▸ **SOURCE**:
================================
| St. Helens | Leeds Rhinos |
| 6 | 33 |
|  | 1 | 2 | Total |
| ST H | 6 | 0 | 6 |
| LEE | 8 | 25 | 33 |
- Date: 13 October 2007
- Stadium: Old Trafford
- Location: Manchester
- Harry Sunderland Trophy: Rob Burrow ( Leeds Rhinos)
- Headliners: Kaiser Chiefs
- Referee: Ashley Klein
- Attendance: 71,352

Broadcast partners
- Broadcasters: Sky Sports;
- Commentators: Eddie Hemmings; Mike Stephenson;

= 2007 Super League Grand Final =

The 2007 Super League Grand Final was 10th official Grand Final and the conclusive and championship-deciding match of the Super League XII season. Held on Saturday 13 October 2007, at Old Trafford in Manchester, the game was played between St. Helens, who finished top of the league after the 27 weekly rounds, and Leeds Rhinos, who finished second after the weekly rounds.

==Background==

Going into this game, St Helens had never lost in a Grand Final - they had won in 1999, 2000, 2002 and 2006. Leeds Rhinos had one win from 2004 and two losses (1998 and 2005).

The St Helens stand-off, Leon Pryce, made a record-breaking seventh Grand Final appearance by playing in this game with previous appearances playing with Bradford Bulls and St Helens.

The pre-match coin toss was won by Leeds Rhinos. They chose to kick off and defended from the Stretford End of Old Trafford.

Katherine Jenkins was forced to withdraw herself from the pre-match entertainment due to a flu bug, her replacement was Russell Watson, who performed the Grand Final hymn, Jerusalem. Watson performed before the game at the first Super League Grand Final.
================================
▸ **DATA SUPPLIED**:
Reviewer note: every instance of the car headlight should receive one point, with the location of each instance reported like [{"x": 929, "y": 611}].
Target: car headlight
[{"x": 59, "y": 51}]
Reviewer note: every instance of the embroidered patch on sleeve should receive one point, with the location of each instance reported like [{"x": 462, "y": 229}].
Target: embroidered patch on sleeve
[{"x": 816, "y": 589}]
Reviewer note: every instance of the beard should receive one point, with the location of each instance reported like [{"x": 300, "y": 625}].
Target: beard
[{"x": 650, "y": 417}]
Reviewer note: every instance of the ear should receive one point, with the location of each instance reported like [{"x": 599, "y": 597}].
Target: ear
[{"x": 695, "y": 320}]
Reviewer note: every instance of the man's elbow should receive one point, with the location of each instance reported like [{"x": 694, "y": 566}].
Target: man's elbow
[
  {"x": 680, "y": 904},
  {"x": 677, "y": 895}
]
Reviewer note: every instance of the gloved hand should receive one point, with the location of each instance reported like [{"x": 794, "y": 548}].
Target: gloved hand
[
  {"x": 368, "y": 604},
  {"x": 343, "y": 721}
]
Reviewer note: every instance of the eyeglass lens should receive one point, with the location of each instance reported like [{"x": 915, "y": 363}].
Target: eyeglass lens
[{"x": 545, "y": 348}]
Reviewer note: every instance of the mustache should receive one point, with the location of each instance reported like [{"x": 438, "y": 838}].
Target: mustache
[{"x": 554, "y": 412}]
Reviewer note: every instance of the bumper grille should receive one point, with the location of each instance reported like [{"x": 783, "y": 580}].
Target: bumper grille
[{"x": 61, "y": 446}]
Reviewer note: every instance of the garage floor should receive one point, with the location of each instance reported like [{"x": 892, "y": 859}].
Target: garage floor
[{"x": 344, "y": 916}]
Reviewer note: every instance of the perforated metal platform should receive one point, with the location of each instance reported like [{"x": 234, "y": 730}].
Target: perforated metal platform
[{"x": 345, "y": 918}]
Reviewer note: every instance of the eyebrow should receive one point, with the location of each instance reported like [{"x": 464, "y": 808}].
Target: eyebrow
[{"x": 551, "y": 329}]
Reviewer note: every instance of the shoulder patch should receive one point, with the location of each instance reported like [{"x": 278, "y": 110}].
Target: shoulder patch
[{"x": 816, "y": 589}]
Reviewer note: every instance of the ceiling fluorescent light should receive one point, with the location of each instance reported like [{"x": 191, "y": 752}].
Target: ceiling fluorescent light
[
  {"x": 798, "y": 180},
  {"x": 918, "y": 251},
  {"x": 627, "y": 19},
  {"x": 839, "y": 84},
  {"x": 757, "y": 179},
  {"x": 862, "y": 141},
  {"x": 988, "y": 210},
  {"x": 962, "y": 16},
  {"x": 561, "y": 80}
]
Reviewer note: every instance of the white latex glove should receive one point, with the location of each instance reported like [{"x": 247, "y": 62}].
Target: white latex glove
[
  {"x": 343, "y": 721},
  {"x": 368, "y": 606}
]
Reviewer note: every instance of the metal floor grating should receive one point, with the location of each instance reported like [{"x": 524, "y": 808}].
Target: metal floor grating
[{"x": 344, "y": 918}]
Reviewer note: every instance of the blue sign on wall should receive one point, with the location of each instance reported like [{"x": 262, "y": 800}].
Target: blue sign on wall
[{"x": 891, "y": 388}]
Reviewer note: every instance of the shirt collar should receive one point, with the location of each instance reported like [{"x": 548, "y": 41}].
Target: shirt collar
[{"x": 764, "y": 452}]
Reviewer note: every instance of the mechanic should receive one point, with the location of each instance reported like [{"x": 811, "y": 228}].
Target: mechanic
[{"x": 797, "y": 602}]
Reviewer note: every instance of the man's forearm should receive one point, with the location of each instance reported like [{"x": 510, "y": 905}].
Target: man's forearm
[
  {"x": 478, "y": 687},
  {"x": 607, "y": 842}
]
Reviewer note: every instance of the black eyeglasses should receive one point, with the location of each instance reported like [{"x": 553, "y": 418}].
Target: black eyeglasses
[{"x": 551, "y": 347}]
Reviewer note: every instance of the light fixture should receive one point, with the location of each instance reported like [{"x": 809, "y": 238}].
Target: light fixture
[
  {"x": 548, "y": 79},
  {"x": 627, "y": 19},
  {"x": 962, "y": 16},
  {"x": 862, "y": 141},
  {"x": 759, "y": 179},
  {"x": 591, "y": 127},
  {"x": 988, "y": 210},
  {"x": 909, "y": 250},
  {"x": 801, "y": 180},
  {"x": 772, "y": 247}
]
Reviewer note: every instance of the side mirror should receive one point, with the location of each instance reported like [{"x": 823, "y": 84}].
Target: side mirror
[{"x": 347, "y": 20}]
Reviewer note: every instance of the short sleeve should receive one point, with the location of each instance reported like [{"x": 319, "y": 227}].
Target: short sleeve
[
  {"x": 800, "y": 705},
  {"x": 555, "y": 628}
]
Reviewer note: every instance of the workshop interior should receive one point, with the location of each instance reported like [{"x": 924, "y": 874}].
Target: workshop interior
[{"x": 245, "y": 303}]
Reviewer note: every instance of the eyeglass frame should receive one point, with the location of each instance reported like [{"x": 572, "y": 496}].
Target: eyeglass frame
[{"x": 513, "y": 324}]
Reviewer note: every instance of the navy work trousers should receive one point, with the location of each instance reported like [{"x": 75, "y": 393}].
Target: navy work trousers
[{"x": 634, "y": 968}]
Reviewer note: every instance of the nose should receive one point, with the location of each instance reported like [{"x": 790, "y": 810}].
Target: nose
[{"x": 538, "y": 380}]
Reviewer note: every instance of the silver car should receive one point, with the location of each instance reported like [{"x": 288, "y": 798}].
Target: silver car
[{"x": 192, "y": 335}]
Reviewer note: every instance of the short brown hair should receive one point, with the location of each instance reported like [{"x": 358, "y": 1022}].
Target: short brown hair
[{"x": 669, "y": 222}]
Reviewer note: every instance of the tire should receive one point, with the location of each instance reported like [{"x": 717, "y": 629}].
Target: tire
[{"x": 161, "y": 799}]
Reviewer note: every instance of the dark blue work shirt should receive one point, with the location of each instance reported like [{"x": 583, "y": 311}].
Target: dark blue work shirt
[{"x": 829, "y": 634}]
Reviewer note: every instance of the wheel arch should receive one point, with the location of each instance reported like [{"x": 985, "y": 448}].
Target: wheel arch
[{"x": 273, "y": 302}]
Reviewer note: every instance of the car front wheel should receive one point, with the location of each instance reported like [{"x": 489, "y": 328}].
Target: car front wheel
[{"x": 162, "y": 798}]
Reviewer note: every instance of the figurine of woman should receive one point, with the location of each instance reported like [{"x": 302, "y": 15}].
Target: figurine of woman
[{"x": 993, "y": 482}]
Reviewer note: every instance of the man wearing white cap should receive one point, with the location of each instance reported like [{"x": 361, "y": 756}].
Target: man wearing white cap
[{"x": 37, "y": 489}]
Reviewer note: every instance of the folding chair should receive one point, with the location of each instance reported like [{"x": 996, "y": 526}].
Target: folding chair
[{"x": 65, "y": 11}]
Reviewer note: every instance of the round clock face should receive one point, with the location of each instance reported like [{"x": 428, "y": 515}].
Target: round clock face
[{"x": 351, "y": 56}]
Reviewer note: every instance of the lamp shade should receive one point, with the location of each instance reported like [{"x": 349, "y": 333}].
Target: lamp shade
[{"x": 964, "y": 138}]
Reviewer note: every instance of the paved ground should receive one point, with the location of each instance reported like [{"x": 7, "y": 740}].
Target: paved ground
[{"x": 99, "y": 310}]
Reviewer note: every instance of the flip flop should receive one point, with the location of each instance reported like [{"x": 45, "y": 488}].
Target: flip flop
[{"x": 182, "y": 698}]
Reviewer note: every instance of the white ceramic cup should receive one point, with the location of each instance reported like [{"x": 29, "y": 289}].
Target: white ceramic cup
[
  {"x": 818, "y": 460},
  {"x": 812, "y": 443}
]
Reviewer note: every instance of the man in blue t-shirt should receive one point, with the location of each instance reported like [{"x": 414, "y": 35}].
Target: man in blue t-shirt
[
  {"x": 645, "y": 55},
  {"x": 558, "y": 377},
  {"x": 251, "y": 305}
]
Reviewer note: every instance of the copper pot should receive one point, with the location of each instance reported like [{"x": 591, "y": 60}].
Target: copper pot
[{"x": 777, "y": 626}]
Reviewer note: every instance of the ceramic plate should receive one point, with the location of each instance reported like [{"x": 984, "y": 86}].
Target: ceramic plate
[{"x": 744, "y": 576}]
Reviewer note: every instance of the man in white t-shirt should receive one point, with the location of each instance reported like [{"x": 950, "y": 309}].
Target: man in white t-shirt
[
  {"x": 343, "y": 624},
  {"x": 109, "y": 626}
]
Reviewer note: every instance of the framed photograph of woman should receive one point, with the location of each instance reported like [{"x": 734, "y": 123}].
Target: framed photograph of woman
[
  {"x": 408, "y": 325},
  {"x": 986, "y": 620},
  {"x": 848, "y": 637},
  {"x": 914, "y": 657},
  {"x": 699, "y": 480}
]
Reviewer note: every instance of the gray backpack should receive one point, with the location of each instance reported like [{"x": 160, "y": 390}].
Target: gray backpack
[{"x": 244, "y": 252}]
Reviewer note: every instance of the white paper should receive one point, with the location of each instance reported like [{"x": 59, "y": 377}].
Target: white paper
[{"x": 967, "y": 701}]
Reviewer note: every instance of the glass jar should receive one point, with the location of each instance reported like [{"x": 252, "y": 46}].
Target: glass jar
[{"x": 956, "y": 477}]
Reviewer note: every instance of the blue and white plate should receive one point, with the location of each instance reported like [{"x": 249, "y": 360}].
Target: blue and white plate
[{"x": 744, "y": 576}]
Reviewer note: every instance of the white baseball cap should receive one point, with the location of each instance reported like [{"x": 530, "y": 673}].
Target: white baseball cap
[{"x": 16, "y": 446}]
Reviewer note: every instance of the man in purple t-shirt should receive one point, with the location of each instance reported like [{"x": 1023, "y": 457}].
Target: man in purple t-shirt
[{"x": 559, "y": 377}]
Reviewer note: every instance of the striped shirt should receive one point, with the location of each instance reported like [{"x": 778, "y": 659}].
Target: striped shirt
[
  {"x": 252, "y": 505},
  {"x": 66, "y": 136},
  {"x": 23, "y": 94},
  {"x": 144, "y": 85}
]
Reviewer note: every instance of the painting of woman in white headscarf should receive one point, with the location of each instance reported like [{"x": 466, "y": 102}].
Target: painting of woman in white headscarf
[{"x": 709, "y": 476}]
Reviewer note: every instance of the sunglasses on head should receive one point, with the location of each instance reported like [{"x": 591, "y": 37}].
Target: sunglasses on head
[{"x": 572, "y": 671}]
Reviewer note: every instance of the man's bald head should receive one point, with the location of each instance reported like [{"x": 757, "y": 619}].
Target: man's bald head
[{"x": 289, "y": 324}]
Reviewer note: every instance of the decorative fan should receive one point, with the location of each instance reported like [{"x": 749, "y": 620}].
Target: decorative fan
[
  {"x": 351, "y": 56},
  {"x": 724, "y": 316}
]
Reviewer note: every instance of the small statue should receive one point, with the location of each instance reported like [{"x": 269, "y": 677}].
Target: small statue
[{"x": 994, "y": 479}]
================================
▸ **WHAT YOU NEED TO DO**:
#1 Translate this sentence from the article on the 2007 Super League Grand Final into Spanish: "The pre-match coin toss was won by Leeds Rhinos."
#2 Carry on the article on the 2007 Super League Grand Final, beginning after its last sentence.
The listing is separate material and has no connection to the article on the 2007 Super League Grand Final.

▸ **EXERCISE RESULTS**:
#1 El sorteo previo al partido lo ganó Leeds Rhinos.

#2
|  | Team | Pld | W | D | L | PF | PA | PD | Pts |
|---|---|---|---|---|---|---|---|---|---|
| 1 | St. Helens | 27 | 19 | 0 | 8 | 783 | 422 | +361 | 38 |
| 2 | Leeds Rhinos | 27 | 18 | 1 | 8 | 747 | 487 | +260 | 37 |

===Route to the Final===
====St Helens====

| Round | Opposition | Score |
| Qualifying Semi-Final | Leeds Rhinos (H) | 10-8 |
Key: (H) = Home venue; (A) = Away venue; (N) = Neutral venue.

====Leeds Rhinos====

| Round | Opposition | Score |
| Qualifying Semi-Final | St Helens (A) | 10-8 |
| Elimination Final | Wigan Warriors (H) | 36-6 |
Key: (H) = Home venue; (A) = Away venue; (N) = Neutral venue.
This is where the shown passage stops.